■ **Task objective**:
Reproduce the following lines exactly, everything from the line containing "[mark] the leafy" down to the line containing "[mark] the city", both included.

Begin Provided records

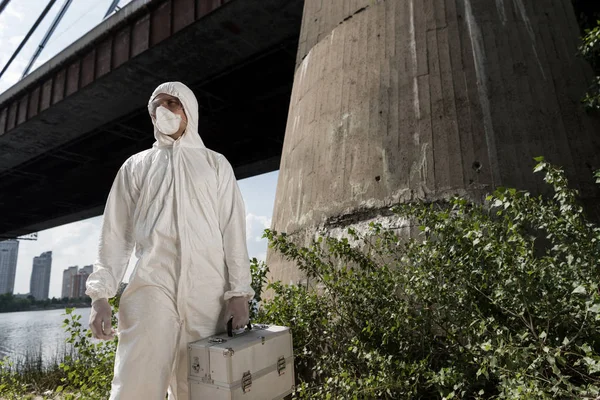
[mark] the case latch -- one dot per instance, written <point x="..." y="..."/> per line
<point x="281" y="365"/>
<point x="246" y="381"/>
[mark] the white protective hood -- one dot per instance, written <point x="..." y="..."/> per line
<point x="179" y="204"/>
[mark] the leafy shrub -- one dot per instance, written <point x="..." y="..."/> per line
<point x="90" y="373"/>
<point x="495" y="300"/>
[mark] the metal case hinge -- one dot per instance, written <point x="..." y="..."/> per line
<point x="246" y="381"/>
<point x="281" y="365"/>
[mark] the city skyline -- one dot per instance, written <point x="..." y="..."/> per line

End Provided records
Begin Provided records

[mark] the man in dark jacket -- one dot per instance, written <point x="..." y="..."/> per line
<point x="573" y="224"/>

End Provided records

■ **Answer to this exercise**:
[mark] the leafy shrub -- one dot per instance, written <point x="..." y="..."/> per line
<point x="90" y="373"/>
<point x="495" y="300"/>
[mark] the metal case hinge -- one dot per instance, written <point x="..." y="..."/> per line
<point x="246" y="381"/>
<point x="281" y="365"/>
[mark] the city skyline -- one dot per instance, written <point x="..." y="..."/> per line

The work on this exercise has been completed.